[Selected excerpt]
--- START ---
Grant Shapps and the Heat Pump Myth That Won’t Die

Grant Shapps and the Heat Pump Myth That Won’t Die

In a recent interview with Elemental London, former Secretary of State for Energy Security and Net Zero, Grant Shapps, shared why he hasn’t installed a heat pump in his own home:

“My place is a 1930s house with solid walls with a conservatory tacked on the back – exactly the sort of awkward property that shows why fabric first matters. Until the insulation is sorted a heat pump would be like fitting a Rolls-Royce engine to a shopping trolley: impressive, but wildly inefficient.”

Comments like this from the former Energy Secretary on insulation and heat pumps are deeply unhelpful, and factually wrong. This one quote captures everything that’s wrong with the public conversation around heat pumps, and why government-led messaging on decarbonising heat has so far failed to inspire widespread confidence or uptake among homeowners.

The “Fabric First” Misconception

Let’s address the obvious: no one disputes that insulation is important. Insulating lofts, draught-proofing and cavity wall upgrades where possible are all low-hanging fruit and worthwhile measures, and are important irrespective of your heating source. But this idea that you must comprehensively upgrade your insulation before you even think about a heat pump is not only false… it’s actively damaging.
--- END ---
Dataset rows
--- START ---
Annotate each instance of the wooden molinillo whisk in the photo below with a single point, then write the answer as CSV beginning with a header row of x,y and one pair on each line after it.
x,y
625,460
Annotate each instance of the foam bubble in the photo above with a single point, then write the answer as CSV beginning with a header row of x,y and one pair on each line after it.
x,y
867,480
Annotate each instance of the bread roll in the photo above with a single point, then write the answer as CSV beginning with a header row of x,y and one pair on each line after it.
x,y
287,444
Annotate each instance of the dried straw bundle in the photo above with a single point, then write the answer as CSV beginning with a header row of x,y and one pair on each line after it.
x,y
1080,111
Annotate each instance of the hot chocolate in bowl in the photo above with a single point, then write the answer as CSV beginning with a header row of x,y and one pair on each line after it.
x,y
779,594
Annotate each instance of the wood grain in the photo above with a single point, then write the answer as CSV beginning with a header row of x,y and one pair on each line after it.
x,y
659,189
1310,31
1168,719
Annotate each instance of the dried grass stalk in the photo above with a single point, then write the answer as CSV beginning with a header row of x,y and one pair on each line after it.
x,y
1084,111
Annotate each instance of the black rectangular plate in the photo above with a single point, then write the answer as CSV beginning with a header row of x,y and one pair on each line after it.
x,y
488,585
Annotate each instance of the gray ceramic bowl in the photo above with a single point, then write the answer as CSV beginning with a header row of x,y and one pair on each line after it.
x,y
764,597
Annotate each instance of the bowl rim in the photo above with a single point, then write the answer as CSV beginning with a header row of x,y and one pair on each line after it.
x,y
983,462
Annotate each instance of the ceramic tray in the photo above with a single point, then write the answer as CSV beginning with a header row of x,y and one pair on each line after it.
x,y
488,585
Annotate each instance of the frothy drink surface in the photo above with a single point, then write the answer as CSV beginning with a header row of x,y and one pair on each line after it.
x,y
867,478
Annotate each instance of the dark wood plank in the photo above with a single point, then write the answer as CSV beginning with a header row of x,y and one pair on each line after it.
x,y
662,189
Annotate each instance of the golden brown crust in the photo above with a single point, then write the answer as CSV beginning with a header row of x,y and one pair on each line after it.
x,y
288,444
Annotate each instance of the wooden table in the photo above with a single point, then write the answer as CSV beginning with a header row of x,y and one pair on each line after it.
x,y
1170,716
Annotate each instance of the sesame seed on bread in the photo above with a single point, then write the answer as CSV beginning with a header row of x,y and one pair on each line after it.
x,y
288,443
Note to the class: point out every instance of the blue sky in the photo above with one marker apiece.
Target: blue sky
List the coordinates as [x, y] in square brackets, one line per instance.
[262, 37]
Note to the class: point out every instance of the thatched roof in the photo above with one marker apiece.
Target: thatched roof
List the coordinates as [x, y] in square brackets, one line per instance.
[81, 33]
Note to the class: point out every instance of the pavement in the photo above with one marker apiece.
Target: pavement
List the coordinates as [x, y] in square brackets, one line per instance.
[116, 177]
--- END ---
[Directives]
**A.** From the heat pump article, copy the passage between "In a recent" and "uptake among homeowners.", inclusive.
**B.** Render this sentence from the heat pump article in Spanish: "Let's address the obvious: no one disputes that insulation is important."
**C.** Pick up the article on Grant Shapps and heat pumps where it stops, and keep writing it.

[Results for the exercise]
**A.**
In a recent interview with Elemental London, former Secretary of State for Energy Security and Net Zero, Grant Shapps, shared why he hasn’t installed a heat pump in his own home:

“My place is a 1930s house with solid walls with a conservatory tacked on the back – exactly the sort of awkward property that shows why fabric first matters. Until the insulation is sorted a heat pump would be like fitting a Rolls-Royce engine to a shopping trolley: impressive, but wildly inefficient.”

Comments like this from the former Energy Secretary on insulation and heat pumps are deeply unhelpful, and factually wrong. This one quote captures everything that’s wrong with the public conversation around heat pumps, and why government-led messaging on decarbonising heat has so far failed to inspire widespread confidence or uptake among homeowners.

**B.** Abordemos lo obvio: nadie discute que el aislamiento sea importante.

**C.**
Shapps’ “Rolls-Royce in a shopping trolley” comment is not just inaccurate, it’s reckless, coming from someone who held a brief that included transitioning homes away from fossil fuels. It reinforces the idea that unless your home is a newbuild or a fully retrofitted eco-palace, heat pumps are off the table. That is categorically untrue.

We interact with homeowners every day that have solid wall pre-1940s homes, draughty Victorian terraces and rural farmhouses who are successfully running heat pumps. Many aren’t fully insulated. Some have done modest upgrades, others are still in progress. And yet, they’re getting SCOPs of 3.0 to 4.5. Are the systems perfectly optimised? Not always. But are they “wildly inefficient”? Absolutely not!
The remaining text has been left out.